#### [What you are asked to do]
Can you reproduce the data beneath, keeping every line exact?
--- Records for this task ---
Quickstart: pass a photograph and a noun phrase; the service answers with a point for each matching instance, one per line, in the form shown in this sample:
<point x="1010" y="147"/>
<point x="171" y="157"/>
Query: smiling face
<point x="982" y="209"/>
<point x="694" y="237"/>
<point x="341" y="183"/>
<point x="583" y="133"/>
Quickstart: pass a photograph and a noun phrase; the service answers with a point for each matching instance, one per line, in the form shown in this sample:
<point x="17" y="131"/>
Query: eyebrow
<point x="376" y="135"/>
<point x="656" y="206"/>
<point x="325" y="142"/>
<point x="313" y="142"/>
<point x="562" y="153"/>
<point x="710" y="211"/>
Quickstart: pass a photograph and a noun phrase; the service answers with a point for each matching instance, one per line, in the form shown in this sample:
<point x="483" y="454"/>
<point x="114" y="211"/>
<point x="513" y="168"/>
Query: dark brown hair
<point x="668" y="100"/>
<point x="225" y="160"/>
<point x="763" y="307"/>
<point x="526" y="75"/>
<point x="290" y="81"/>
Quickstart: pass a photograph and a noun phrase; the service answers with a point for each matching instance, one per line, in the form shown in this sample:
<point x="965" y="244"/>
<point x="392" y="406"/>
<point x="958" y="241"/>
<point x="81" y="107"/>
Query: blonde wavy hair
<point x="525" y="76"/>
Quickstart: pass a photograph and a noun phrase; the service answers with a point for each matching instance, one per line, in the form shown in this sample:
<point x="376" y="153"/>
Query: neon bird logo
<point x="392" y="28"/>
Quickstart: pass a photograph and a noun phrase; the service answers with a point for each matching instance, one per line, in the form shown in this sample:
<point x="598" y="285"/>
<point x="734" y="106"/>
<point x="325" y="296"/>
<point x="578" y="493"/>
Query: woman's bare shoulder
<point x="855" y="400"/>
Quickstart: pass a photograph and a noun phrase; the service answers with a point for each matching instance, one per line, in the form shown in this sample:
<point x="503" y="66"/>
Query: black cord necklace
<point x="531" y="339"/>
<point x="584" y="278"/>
---
#### [Task response]
Quickstart: pass a photograph and a noun phrase; the service answers with a point for each matching instance, one per line, in the form shown in this sample:
<point x="1010" y="147"/>
<point x="171" y="157"/>
Query: smiling face
<point x="982" y="209"/>
<point x="694" y="237"/>
<point x="341" y="183"/>
<point x="583" y="133"/>
Quickstart: pass a photograph and a noun phrase; the service answers with a point for each matching instance, one per line, in the form shown in this sample:
<point x="17" y="131"/>
Query: eyebrow
<point x="376" y="135"/>
<point x="656" y="206"/>
<point x="325" y="142"/>
<point x="313" y="142"/>
<point x="562" y="153"/>
<point x="710" y="211"/>
Quickstart: pass a photograph and a noun phrase; the service answers with a point for each matching instance, one per line, in the form shown in this sample:
<point x="483" y="454"/>
<point x="114" y="211"/>
<point x="513" y="168"/>
Query: dark brown hair
<point x="668" y="100"/>
<point x="225" y="160"/>
<point x="763" y="307"/>
<point x="526" y="75"/>
<point x="290" y="81"/>
Quickstart: pass a photograph and a noun phrase; the service answers with a point for each matching instance, one per line, in the form shown in this sample:
<point x="965" y="244"/>
<point x="392" y="406"/>
<point x="958" y="241"/>
<point x="81" y="107"/>
Query: blonde wavy hair
<point x="525" y="76"/>
Quickstart: pass a photograph and a noun phrase; the service answers with a point for each matching instance, one per line, in the form shown in this sample:
<point x="376" y="153"/>
Query: neon bird logo
<point x="392" y="28"/>
Quickstart: pass a photograph and a noun phrase; the service answers with a point for each matching instance, one per line, in the form shown in this sample:
<point x="598" y="285"/>
<point x="734" y="106"/>
<point x="325" y="296"/>
<point x="578" y="493"/>
Query: woman's bare shoulder
<point x="855" y="400"/>
Quickstart: pass a photograph and a noun phrase; the service answers with a point for each matching instance, one per line, in the form shown in this sample:
<point x="503" y="66"/>
Query: black cord necklace
<point x="531" y="339"/>
<point x="584" y="278"/>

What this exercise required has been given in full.